== Data supplied ==

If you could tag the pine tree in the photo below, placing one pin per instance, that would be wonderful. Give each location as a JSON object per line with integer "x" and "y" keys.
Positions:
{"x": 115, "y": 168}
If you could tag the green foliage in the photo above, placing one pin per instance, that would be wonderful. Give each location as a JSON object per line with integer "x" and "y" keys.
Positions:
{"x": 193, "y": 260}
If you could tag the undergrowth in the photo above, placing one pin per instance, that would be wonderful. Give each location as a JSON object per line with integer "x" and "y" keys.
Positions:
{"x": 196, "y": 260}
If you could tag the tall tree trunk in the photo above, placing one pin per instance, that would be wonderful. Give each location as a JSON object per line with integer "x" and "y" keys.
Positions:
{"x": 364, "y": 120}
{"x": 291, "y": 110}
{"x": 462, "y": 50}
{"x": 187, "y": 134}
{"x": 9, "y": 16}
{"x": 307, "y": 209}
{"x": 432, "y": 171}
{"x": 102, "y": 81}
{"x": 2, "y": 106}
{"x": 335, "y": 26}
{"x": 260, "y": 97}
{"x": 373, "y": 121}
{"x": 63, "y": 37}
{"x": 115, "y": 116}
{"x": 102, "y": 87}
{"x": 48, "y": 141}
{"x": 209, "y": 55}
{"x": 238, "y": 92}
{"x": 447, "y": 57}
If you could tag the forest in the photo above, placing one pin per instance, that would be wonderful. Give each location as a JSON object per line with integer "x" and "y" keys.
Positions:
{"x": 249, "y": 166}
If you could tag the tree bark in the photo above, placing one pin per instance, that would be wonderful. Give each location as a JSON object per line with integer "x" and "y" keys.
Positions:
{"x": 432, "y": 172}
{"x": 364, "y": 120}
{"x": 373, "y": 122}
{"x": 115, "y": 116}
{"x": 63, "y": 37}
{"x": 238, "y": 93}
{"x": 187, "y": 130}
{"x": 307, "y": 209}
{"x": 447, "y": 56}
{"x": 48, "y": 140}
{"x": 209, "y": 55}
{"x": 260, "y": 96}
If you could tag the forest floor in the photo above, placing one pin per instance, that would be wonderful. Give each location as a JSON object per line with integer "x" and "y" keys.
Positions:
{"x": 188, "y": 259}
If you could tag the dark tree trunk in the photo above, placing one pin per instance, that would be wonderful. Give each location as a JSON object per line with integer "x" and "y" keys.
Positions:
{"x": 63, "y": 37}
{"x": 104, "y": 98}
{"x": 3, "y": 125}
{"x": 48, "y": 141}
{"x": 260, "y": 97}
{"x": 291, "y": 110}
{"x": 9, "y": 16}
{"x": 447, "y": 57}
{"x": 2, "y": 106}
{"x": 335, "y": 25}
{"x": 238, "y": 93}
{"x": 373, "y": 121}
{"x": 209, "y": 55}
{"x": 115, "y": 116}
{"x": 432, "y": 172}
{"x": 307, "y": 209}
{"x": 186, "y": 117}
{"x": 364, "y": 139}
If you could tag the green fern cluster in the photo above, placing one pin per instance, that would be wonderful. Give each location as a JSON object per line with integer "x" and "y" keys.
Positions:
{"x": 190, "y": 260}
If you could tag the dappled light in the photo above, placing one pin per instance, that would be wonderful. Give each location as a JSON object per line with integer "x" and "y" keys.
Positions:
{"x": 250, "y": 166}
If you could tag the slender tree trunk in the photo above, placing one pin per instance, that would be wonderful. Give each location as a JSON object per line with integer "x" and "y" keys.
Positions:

===

## Exercise requirements
Set down every record above, word for word.

## Response area
If you could tag the pine tree in the photo below, placing one pin per instance, that would be wonderful. Give each location as a JSON object per line with integer "x" and "y" keys.
Positions:
{"x": 115, "y": 168}
If you could tag the green foliage in the photo above, placing one pin per instance, that would be wonderful. Give each location as a JSON object per line with integer "x" and "y" keys.
Positions:
{"x": 193, "y": 260}
If you could tag the undergrowth in the photo above, placing one pin per instance, that would be wonderful. Give each location as a JSON object per line with integer "x" and "y" keys.
Positions:
{"x": 196, "y": 260}
If you could tag the tall tree trunk in the photo above, placing one pin per instance, that would be wonderful. Give each location as a JSON object per line with integer "x" and "y" keys.
Positions:
{"x": 364, "y": 120}
{"x": 291, "y": 110}
{"x": 462, "y": 50}
{"x": 187, "y": 134}
{"x": 9, "y": 16}
{"x": 307, "y": 209}
{"x": 432, "y": 171}
{"x": 102, "y": 81}
{"x": 2, "y": 106}
{"x": 335, "y": 26}
{"x": 260, "y": 97}
{"x": 373, "y": 121}
{"x": 63, "y": 37}
{"x": 115, "y": 116}
{"x": 102, "y": 87}
{"x": 48, "y": 141}
{"x": 209, "y": 55}
{"x": 238, "y": 92}
{"x": 447, "y": 57}
If you could tag the forest in the photo above, placing one pin per instance, that would be wonderful. Give each location as a JSON object per line with integer "x" and "y" keys.
Positions:
{"x": 249, "y": 166}
If you could tag the tree bark in the photo above, placing one pin per instance, that would be wonderful. Give each location as a JSON object per line with integer "x" and "y" keys.
Positions:
{"x": 432, "y": 172}
{"x": 364, "y": 120}
{"x": 373, "y": 122}
{"x": 115, "y": 116}
{"x": 63, "y": 37}
{"x": 238, "y": 93}
{"x": 187, "y": 130}
{"x": 307, "y": 209}
{"x": 447, "y": 56}
{"x": 48, "y": 140}
{"x": 209, "y": 55}
{"x": 260, "y": 96}
If you could tag the forest floor in the photo above, placing one pin per instance, that would be wonderful. Give each location as a JSON object per line with integer "x" and "y" keys.
Positions:
{"x": 188, "y": 259}
If you could tag the dark tree trunk in the photo above, placing one pin per instance, that would be wonderful. Give each location as a JSON object per line with integer "x" and "y" keys.
Positions:
{"x": 63, "y": 37}
{"x": 104, "y": 98}
{"x": 3, "y": 125}
{"x": 48, "y": 141}
{"x": 260, "y": 97}
{"x": 291, "y": 110}
{"x": 9, "y": 16}
{"x": 447, "y": 57}
{"x": 2, "y": 106}
{"x": 335, "y": 25}
{"x": 238, "y": 93}
{"x": 373, "y": 121}
{"x": 209, "y": 55}
{"x": 115, "y": 116}
{"x": 432, "y": 172}
{"x": 307, "y": 209}
{"x": 186, "y": 117}
{"x": 364, "y": 139}
If you could tag the green fern cluster in the photo above, placing one pin per instance, that would be wonderful. Give each location as a JSON object per line with integer "x" and "y" keys.
Positions:
{"x": 190, "y": 260}
If you could tag the dappled light in the photo above, placing one pin per instance, that would be wonderful. Give each location as a JSON object per line with integer "x" and "y" keys.
Positions:
{"x": 250, "y": 166}
If you could tag the slender tree trunk in the photo above, placing one pin per instance, that would be wonderful. Give each location as a JSON object per line with integer "x" and "y" keys.
Positions:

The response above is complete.